- [REQUIRED WORK]:
Every record that follows should be copied exactly. No picture belongs in the copy.

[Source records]

>>>>

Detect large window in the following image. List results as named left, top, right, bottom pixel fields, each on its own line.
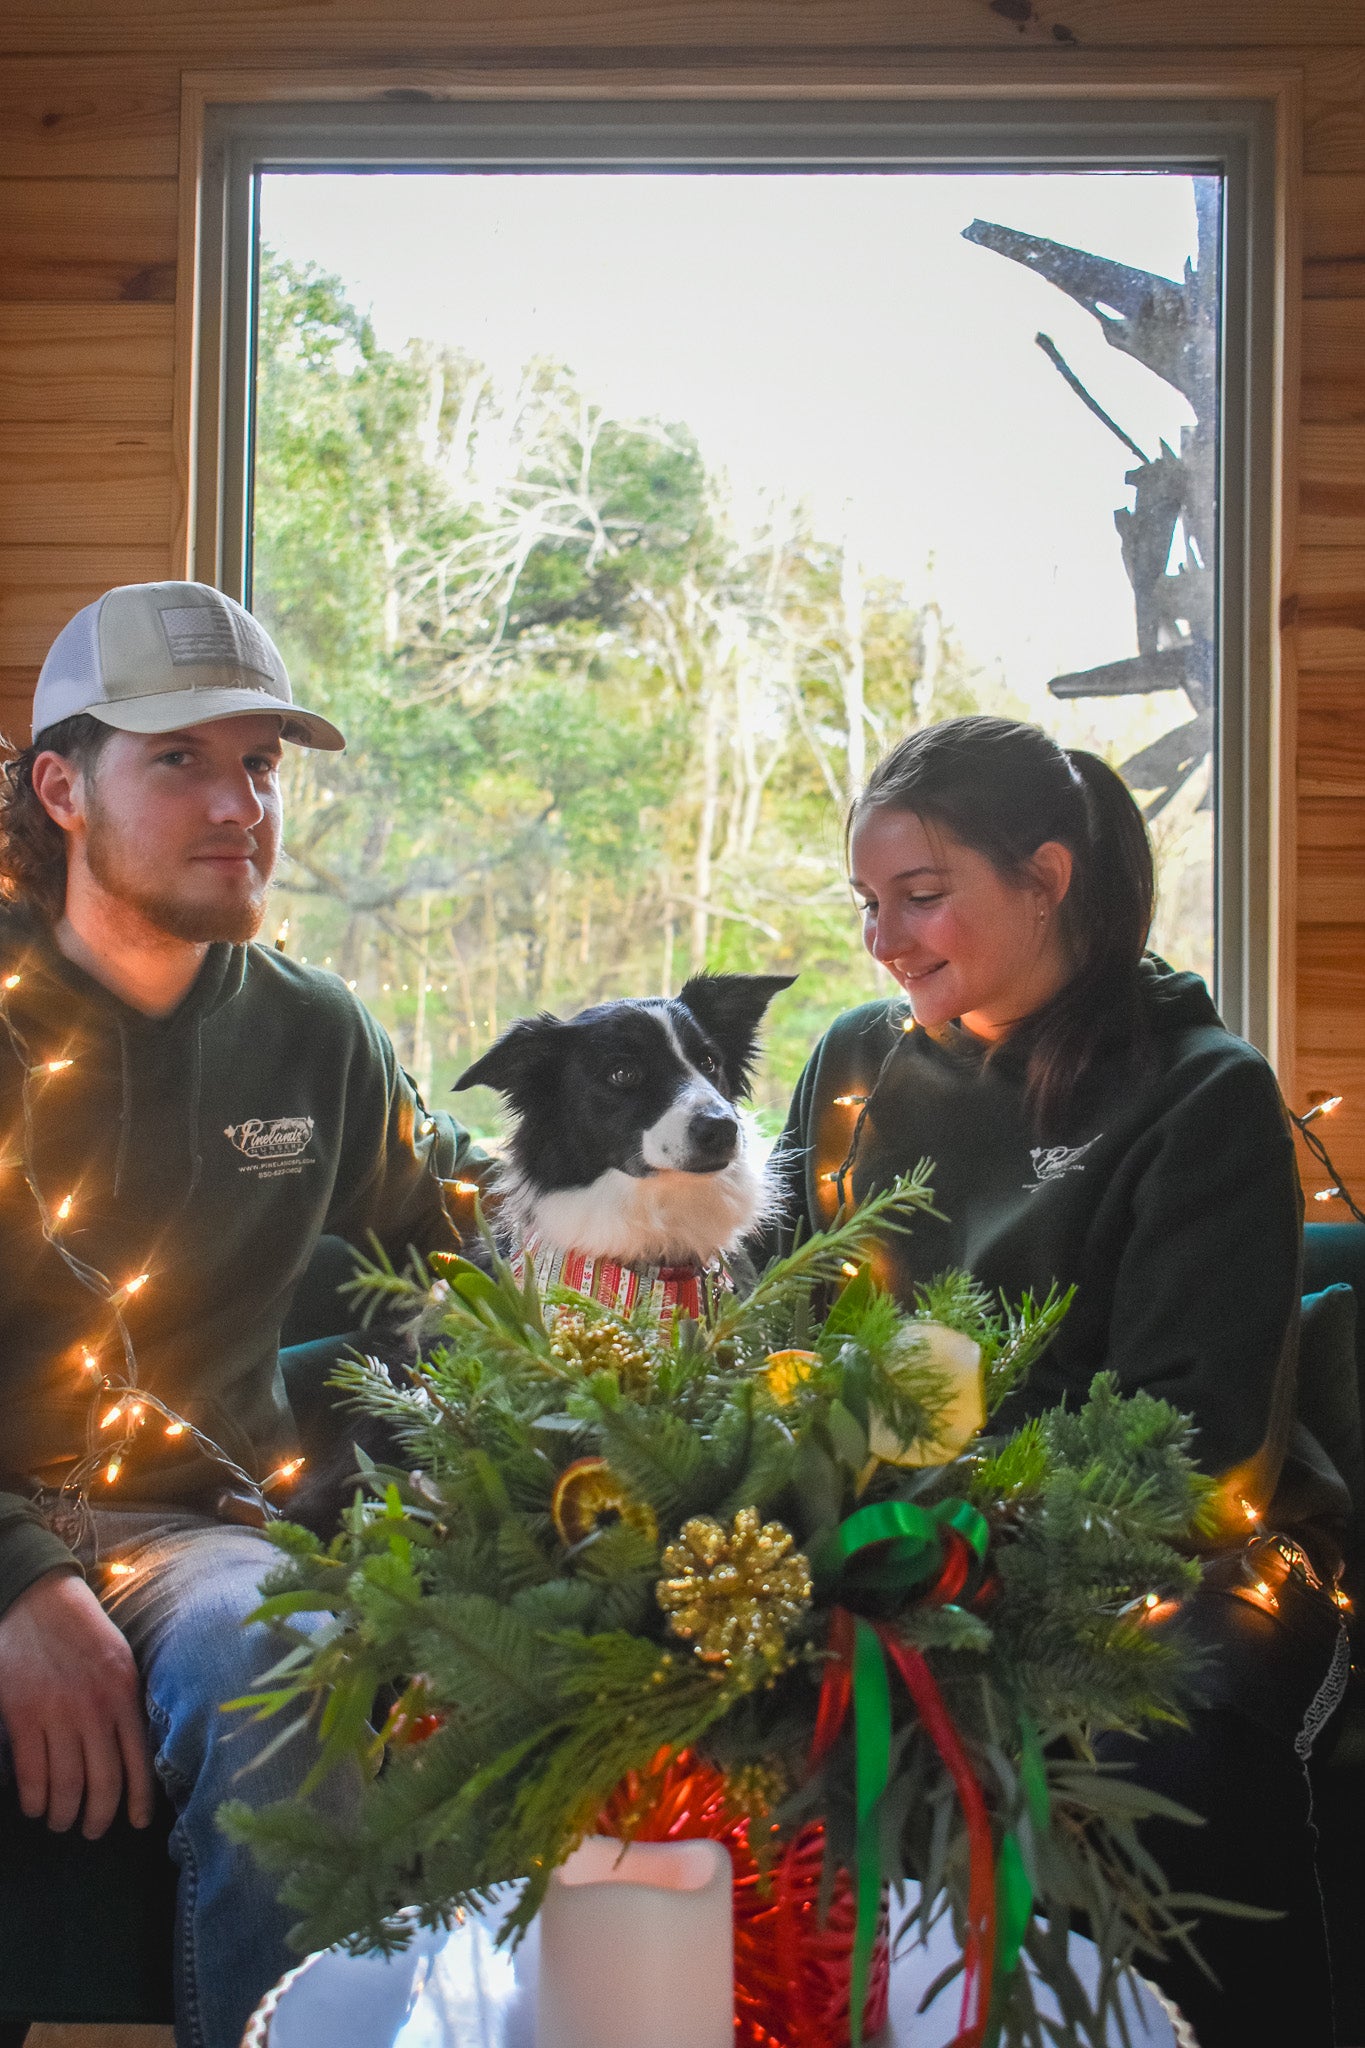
left=193, top=99, right=1278, bottom=1129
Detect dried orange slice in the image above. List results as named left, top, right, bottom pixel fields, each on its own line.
left=551, top=1456, right=658, bottom=1546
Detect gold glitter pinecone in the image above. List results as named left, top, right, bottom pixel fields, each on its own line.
left=549, top=1307, right=654, bottom=1389
left=656, top=1508, right=813, bottom=1667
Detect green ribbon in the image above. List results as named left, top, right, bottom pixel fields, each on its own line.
left=983, top=1716, right=1051, bottom=2048
left=816, top=1497, right=990, bottom=2048
left=849, top=1615, right=892, bottom=2041
left=817, top=1495, right=989, bottom=1596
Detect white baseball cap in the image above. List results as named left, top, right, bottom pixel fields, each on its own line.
left=33, top=581, right=345, bottom=752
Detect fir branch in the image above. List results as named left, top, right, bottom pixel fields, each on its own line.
left=710, top=1167, right=940, bottom=1350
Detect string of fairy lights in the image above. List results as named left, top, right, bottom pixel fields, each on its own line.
left=3, top=932, right=1359, bottom=1615
left=1292, top=1095, right=1365, bottom=1224
left=0, top=970, right=305, bottom=1550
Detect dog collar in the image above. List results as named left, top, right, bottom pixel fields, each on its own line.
left=512, top=1238, right=728, bottom=1323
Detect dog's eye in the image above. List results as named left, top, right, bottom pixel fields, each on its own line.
left=607, top=1064, right=641, bottom=1090
left=696, top=1052, right=718, bottom=1076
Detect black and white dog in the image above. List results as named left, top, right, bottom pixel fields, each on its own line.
left=287, top=974, right=792, bottom=1532
left=454, top=973, right=795, bottom=1270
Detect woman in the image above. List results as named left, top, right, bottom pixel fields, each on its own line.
left=772, top=715, right=1347, bottom=2048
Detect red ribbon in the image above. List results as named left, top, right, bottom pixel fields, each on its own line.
left=810, top=1589, right=997, bottom=2048
left=880, top=1632, right=996, bottom=2046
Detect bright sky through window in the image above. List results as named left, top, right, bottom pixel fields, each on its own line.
left=261, top=172, right=1201, bottom=711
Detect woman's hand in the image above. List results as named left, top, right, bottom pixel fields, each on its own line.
left=0, top=1568, right=154, bottom=1837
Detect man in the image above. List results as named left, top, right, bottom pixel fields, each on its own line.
left=0, top=581, right=484, bottom=2047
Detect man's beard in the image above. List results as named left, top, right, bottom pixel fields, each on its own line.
left=85, top=803, right=271, bottom=945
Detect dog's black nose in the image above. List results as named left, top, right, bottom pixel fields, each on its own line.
left=688, top=1106, right=739, bottom=1166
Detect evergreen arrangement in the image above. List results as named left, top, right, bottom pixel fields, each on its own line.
left=224, top=1173, right=1218, bottom=2048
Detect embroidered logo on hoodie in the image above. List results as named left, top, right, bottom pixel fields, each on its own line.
left=224, top=1116, right=316, bottom=1180
left=1026, top=1136, right=1101, bottom=1190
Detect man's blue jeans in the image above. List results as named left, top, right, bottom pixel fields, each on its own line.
left=90, top=1507, right=354, bottom=2048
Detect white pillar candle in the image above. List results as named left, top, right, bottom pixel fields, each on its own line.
left=536, top=1835, right=733, bottom=2048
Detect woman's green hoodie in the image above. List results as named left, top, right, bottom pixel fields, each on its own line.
left=772, top=957, right=1348, bottom=1558
left=0, top=907, right=483, bottom=1614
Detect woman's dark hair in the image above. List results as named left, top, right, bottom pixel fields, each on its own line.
left=0, top=713, right=114, bottom=922
left=851, top=714, right=1156, bottom=1134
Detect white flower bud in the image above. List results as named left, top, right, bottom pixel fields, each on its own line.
left=868, top=1321, right=984, bottom=1467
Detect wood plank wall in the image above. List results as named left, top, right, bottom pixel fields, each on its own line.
left=0, top=2, right=1361, bottom=1194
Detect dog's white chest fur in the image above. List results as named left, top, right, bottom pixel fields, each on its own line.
left=500, top=1110, right=774, bottom=1268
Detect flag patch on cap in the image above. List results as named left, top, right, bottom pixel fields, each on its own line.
left=158, top=604, right=277, bottom=679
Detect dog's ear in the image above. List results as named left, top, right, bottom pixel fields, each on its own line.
left=454, top=1013, right=566, bottom=1099
left=676, top=973, right=797, bottom=1097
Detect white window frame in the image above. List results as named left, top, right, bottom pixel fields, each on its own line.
left=186, top=92, right=1283, bottom=1051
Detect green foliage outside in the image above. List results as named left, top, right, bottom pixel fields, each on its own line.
left=253, top=251, right=999, bottom=1136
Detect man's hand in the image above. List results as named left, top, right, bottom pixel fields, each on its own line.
left=0, top=1569, right=154, bottom=1837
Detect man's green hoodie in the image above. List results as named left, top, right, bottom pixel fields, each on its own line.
left=772, top=957, right=1349, bottom=1558
left=0, top=906, right=483, bottom=1615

<<<<

- [THE ANSWER]:
Detect large window in the following image. List results as named left, top, right, bottom pixel fields, each on its own line.
left=193, top=99, right=1278, bottom=1129
Detect dried orange slice in the image above. List results as named left, top, right, bottom pixel fields, each on its own line.
left=551, top=1456, right=658, bottom=1546
Detect gold glitter pinecone in the image above. List results as named left, top, right, bottom pixel fields, each on its own line.
left=549, top=1307, right=654, bottom=1389
left=656, top=1508, right=813, bottom=1667
Detect green ribbon in the image above. List results as named left, top, right, bottom pixel fields, each on its own line.
left=983, top=1716, right=1051, bottom=2048
left=816, top=1497, right=990, bottom=2048
left=849, top=1615, right=892, bottom=2041
left=817, top=1495, right=989, bottom=1596
Detect white baseball cap in the image above. List results as named left, top, right, bottom pixel fields, each on its own line.
left=33, top=581, right=345, bottom=752
Detect fir branch in the image above. List results as named left, top, right, bottom pixel fields, each on its own line.
left=710, top=1167, right=940, bottom=1350
Detect string of fairy lights in the image above. List results as named left, top, right, bottom pixel fields, each on its own line.
left=3, top=932, right=1359, bottom=1615
left=1292, top=1095, right=1365, bottom=1224
left=0, top=970, right=305, bottom=1550
Detect dog collar in the image above. List results as named left, top, right, bottom pixel fields, each on its own line.
left=512, top=1238, right=728, bottom=1323
Detect dog's eye in the image above. List results as named left, top, right, bottom pixel fields, each on its own line.
left=607, top=1064, right=641, bottom=1090
left=696, top=1052, right=718, bottom=1076
Detect black and white dog in the image above. List results as named left, top, right, bottom pixel fields, each on its own line.
left=287, top=974, right=792, bottom=1532
left=454, top=973, right=795, bottom=1270
Detect woman in the image above. List results as named left, top, right, bottom pixel fields, each on its own line.
left=772, top=715, right=1347, bottom=2048
Detect red ribbon in the image above. List results as named left, top, right, bottom pixel fields, each on its own line.
left=810, top=1589, right=997, bottom=2048
left=880, top=1632, right=996, bottom=2046
Detect bright sky through window in the image above. List results as named left, top, right, bottom pixel fields, each on its own line.
left=261, top=172, right=1201, bottom=711
Detect woman's hand in the image above. List results as named left, top, right, bottom pixel fields, each on its own line.
left=0, top=1568, right=154, bottom=1837
Detect man in the image above. List results as named left, top, right, bottom pixel fields, each on its own line.
left=0, top=581, right=484, bottom=2047
Detect man's beard in the image above. List results as named left, top, right, bottom pixel fields, each on its own line.
left=85, top=803, right=271, bottom=945
Detect dog's black nose in the image above. List results as named left, top, right, bottom pixel fields, each on its own line.
left=688, top=1106, right=739, bottom=1166
Detect evergreen arrangement in the image above. List results as named left, top, right, bottom pixel fields, each on its own line.
left=224, top=1173, right=1218, bottom=2048
Detect embroidered logo on hoodie in the image above. List results as named left, top, right, bottom pixel fields, each on its own line.
left=224, top=1116, right=316, bottom=1180
left=1026, top=1136, right=1101, bottom=1190
Detect man's blue jeans in the image above. List results as named left, top, right, bottom pixel fields, each on its own line.
left=90, top=1507, right=354, bottom=2048
Detect white pillar candle in the image above. List results as named left, top, right, bottom pixel fields, each on its own line.
left=536, top=1835, right=733, bottom=2048
Detect woman's green hoodie in the image above. List results as named left, top, right, bottom pixel fields, each on its own line.
left=772, top=957, right=1348, bottom=1558
left=0, top=907, right=483, bottom=1614
Detect woman's dark hair in the image above. List results as named left, top, right, bottom pixel fields, each on its own line.
left=0, top=713, right=114, bottom=922
left=851, top=714, right=1156, bottom=1134
Detect white flower bud in the image above. List results as named left, top, right, bottom pixel fields, each on its own line.
left=868, top=1321, right=984, bottom=1467
Detect wood plank wall in the image above. List results as named left, top, right, bottom pixel fields, each on its own line.
left=0, top=2, right=1361, bottom=1194
Detect dog's white chest fur in the image above. List results as named left, top, right, bottom pixel fields, each on its own line.
left=500, top=1110, right=774, bottom=1268
Detect flag patch on cap in the image above. List results as named left, top, right, bottom pixel fields, each on its own line.
left=158, top=604, right=277, bottom=679
Detect dog's ear in the image above. List results as named left, top, right, bottom pixel fields, each on its own line.
left=454, top=1013, right=566, bottom=1099
left=676, top=973, right=797, bottom=1097
Detect white window frame in the image above. List results as named left, top, right, bottom pixel fields, each on its own line.
left=186, top=92, right=1283, bottom=1051
Detect green foliage outside in the image above. List results as named left, top, right, bottom pixel fields, each on its own line.
left=253, top=251, right=999, bottom=1136
Detect man's hand in the image above. List results as named left, top, right, bottom pixel fields, each on its own line.
left=0, top=1569, right=154, bottom=1837
Detect man's green hoodie in the image above. List results as named left, top, right, bottom pixel fields, each on its own line.
left=772, top=957, right=1349, bottom=1558
left=0, top=906, right=483, bottom=1615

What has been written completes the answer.